Your instructions:
Please update the Sicily story from "Paul’s chest is" up to and including "man at a bar.", replacing "scrawny" with "thin".

Provided passage:
They are weaving with happiness because we were talking to them, or listening to their strange story.

“You live here in Sicily! Cool!”

Then Paul tells us, “Get this! I got deported.”

“What? You are American and you got deported? Deported to Sicily? Who gets deported to Sicily??”

“Well, we immigrated to America when we was kids. With our ma and pa. Turri here was 10, Joe was 6 and I was a baby. See, I had a bar and I had to cut someone’s drinks off ’cause he was drunk. When I cut ‘im off, he reached across the bar and hit me.” Joe slugged his arm into the air at this point in his story to demonstrate the slugger’s action. “And I jumped over the bar and beat him up!  So when the cops came, instead of arresting HIM, they arrested ME! And I end up gettin’ deported. We never got no papers in America because my Aunt Grace she told me we don’t need no papers. So we never got no papers! So I got deported.”

Paul’s chest is caved in. His back is one big curved hump, seriously kyphotic. He is scrawny and looks undernourished. I have a hard time imagining him beating up a drunken man at a bar.

Giuseppe-Joe steps forward and says proudly, “So we stuck together. Yup. We brothers stuck together! Our ma and pa are gone now so we all came back to Sicily with Paul. If Paul gotta leave, then we all gotta leave. We stick together. We take care of each other. We’re brothers! I bought us a house and land.  We got hundreds of acres, 250 acres of land! We got sheeps, three pigs ready to slaughter, goats lots-a goats, and sheeps, and, oh-man, trees and almonds, hazelnuts, grapes, figs. You name it we got it. Yeah.”

Turri says, “See I’m not married. None of us is married. My wife died. She got cancer real bad. And she died. Look. Here she is.” We look at the tattoo on his arm of his dead wife Lisa Mae. She was beautiful. Or at least, her tattoo suggested she was a great beauty. Oh, we all exclaimed, “She’s beautiful!” The look on Turri’s face is so sad, a bulldog holding back tears.

Rick said, “What a loss.”

A moment of quiet.

Extracted data:
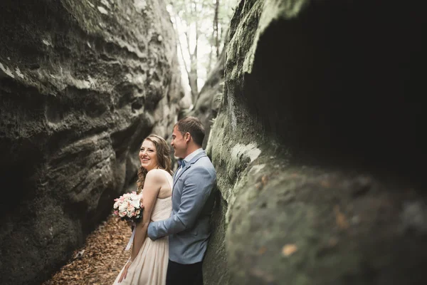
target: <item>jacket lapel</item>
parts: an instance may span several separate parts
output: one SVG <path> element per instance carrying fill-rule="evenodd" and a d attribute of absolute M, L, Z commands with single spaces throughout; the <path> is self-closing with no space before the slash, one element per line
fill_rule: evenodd
<path fill-rule="evenodd" d="M 176 181 L 178 181 L 178 180 L 179 179 L 181 175 L 182 175 L 182 174 L 184 172 L 185 172 L 189 168 L 190 168 L 191 167 L 191 165 L 193 165 L 194 162 L 196 162 L 197 160 L 199 160 L 199 159 L 200 159 L 201 157 L 203 157 L 204 156 L 206 156 L 206 153 L 205 152 L 204 150 L 203 150 L 200 153 L 198 153 L 194 157 L 193 157 L 193 159 L 191 159 L 191 160 L 190 160 L 189 162 L 187 162 L 185 165 L 185 167 L 184 167 L 184 169 L 181 170 L 179 173 L 178 173 L 178 175 L 174 175 L 174 187 L 172 187 L 172 189 L 175 187 L 175 184 L 176 184 Z"/>

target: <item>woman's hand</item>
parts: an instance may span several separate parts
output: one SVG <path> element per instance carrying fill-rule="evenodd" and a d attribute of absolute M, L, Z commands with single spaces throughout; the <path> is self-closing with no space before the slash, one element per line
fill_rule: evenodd
<path fill-rule="evenodd" d="M 125 268 L 123 269 L 123 272 L 122 272 L 122 275 L 120 275 L 120 278 L 119 279 L 117 283 L 120 283 L 126 279 L 126 276 L 127 275 L 127 269 L 129 269 L 129 266 L 130 266 L 131 263 L 131 261 L 127 261 L 125 266 Z"/>

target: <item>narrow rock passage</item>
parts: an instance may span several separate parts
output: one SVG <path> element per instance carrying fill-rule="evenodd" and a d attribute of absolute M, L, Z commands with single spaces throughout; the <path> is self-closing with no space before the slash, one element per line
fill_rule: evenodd
<path fill-rule="evenodd" d="M 126 222 L 108 216 L 68 263 L 43 285 L 112 284 L 130 256 L 130 250 L 124 249 L 131 234 Z"/>

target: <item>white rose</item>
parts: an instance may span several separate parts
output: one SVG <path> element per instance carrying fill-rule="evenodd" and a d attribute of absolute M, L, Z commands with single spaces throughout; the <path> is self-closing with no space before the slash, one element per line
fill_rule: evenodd
<path fill-rule="evenodd" d="M 119 211 L 123 212 L 127 209 L 127 203 L 122 203 L 122 204 L 119 207 Z"/>

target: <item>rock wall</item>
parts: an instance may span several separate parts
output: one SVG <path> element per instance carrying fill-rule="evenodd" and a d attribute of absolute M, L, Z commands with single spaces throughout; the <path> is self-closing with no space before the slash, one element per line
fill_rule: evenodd
<path fill-rule="evenodd" d="M 186 115 L 199 118 L 205 127 L 206 135 L 203 142 L 204 148 L 206 148 L 208 144 L 211 127 L 221 105 L 224 84 L 225 55 L 224 49 L 197 95 L 194 109 Z"/>
<path fill-rule="evenodd" d="M 207 284 L 426 283 L 423 11 L 240 2 L 208 142 Z"/>
<path fill-rule="evenodd" d="M 170 134 L 175 34 L 154 0 L 4 0 L 0 21 L 0 284 L 40 284 Z"/>

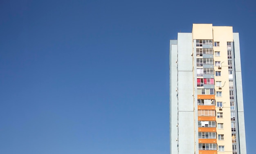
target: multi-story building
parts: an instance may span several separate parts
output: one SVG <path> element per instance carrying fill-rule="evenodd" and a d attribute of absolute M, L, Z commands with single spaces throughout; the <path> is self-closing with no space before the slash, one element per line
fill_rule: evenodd
<path fill-rule="evenodd" d="M 239 35 L 193 24 L 170 44 L 172 154 L 246 154 Z"/>

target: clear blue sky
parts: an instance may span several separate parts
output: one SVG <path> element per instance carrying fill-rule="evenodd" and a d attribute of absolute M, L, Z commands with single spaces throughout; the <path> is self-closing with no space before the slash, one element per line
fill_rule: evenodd
<path fill-rule="evenodd" d="M 169 153 L 169 40 L 203 23 L 240 33 L 256 154 L 255 3 L 1 0 L 0 153 Z"/>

Exercise output:
Paul’s chest is caved in. His back is one big curved hump, seriously kyphotic. He is thin and looks undernourished. I have a hard time imagining him beating up a drunken man at a bar.